■ List of tasks:
A – Retype the part of the passage on capital requirements starting at "Regulators have tried" and ending at "the bubble bursts.", keeping every word and mark as it stands.
B – Pull out each line of the entries that contains the word "white" and list those lines unchanged.

■ Passage given:
——
Disaster myopia is reinforced by “herding.” Any one firm that elects to play it safe will be less profitable than its peers, making its shareholders unhappy and opening itself to a possible takeover.
Even when decision makers are prescient enough to know that a severe shock that will generate large losses is coming, it is not in their interest to hold the capital needed to meet those losses. Because they don’t know when the shock will occur, preparing for it would mean reduced earnings for the firm and reduced personal income for them for what could be a very long period. Better to realize the higher income as long as possible, because if they stay within the law, it won’t be taken away from them if the firm later becomes insolvent.
A capital requirement of, say, 6%, means that a firm will remain solvent in the face of a shock that reduces the value of its assets by 5.99%. How safe that is depends on the size of potential shocks that reduce the value of assets, which in turn depends on the riskiness of the assets the firm holds. SI firms can game the system by shifting into higher-yielding but riskier assets that are subject to larger potential shocks.
Regulators have tried to shut down this obvious escape valve by adopting risk-adjusted capital ratios, where required capital varies with the type of asset. SI firms must hold more capital against commercial loans, for example, than against home loans that are viewed as less risky. However, this does not prevent the firm from making adjustments within a given asset category. For example, during the years prior to the financial crisis, some mortgage lenders shifted into sub-prime home mortgage loans, which were subject to the same capital requirements as prime loans.
A given set of capital requirements may make SI firms safe in one economic environment, but not in another. In particular, if a bubble emerges in a major segment of the economy, as it did in the home mortgage market during 2003-2007, a massive shock to asset values will occur when the bubble bursts.
In principle, regulators can offset a shift toward riskier assets within given asset categories by breaking the categories down into even smaller sub-categories subject to different capital requirements. And they can adjust to emerging bubbles by raising requirements for the sector being impacted by the bubble. But such actions require a degree of intelligence, foresight and political courage on the part of regulators that history suggests we have no reason to expect.
——
■ Information given:
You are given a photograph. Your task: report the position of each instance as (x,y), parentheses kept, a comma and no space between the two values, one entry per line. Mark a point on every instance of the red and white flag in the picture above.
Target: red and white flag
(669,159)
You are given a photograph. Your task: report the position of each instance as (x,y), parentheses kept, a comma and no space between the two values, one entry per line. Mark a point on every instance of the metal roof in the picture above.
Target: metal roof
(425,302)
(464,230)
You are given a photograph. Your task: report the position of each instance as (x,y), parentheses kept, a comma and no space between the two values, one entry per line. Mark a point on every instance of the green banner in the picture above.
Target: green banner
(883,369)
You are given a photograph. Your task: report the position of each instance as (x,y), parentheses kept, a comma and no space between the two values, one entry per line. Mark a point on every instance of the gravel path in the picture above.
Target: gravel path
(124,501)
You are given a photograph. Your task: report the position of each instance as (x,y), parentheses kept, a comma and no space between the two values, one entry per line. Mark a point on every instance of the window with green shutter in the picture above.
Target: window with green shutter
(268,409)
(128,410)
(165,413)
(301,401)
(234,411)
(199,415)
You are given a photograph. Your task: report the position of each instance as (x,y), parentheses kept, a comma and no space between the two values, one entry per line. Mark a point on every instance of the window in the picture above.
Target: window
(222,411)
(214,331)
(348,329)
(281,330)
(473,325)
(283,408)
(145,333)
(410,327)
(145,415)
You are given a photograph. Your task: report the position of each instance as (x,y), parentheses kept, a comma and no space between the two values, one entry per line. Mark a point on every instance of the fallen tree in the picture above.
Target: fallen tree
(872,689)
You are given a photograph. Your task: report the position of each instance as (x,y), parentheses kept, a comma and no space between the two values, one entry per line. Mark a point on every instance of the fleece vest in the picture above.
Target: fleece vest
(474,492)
——
■ Full solutions:
A –
Regulators have tried to shut down this obvious escape valve by adopting risk-adjusted capital ratios, where required capital varies with the type of asset. SI firms must hold more capital against commercial loans, for example, than against home loans that are viewed as less risky. However, this does not prevent the firm from making adjustments within a given asset category. For example, during the years prior to the financial crisis, some mortgage lenders shifted into sub-prime home mortgage loans, which were subject to the same capital requirements as prime loans.
A given set of capital requirements may make SI firms safe in one economic environment, but not in another. In particular, if a bubble emerges in a major segment of the economy, as it did in the home mortgage market during 2003-2007, a massive shock to asset values will occur when the bubble bursts.

B –
You are given a photograph. Your task: report the position of each instance as (x,y), parentheses kept, a comma and no space between the two values, one entry per line. Mark a point on every instance of the red and white flag in the picture above.
Target: red and white flag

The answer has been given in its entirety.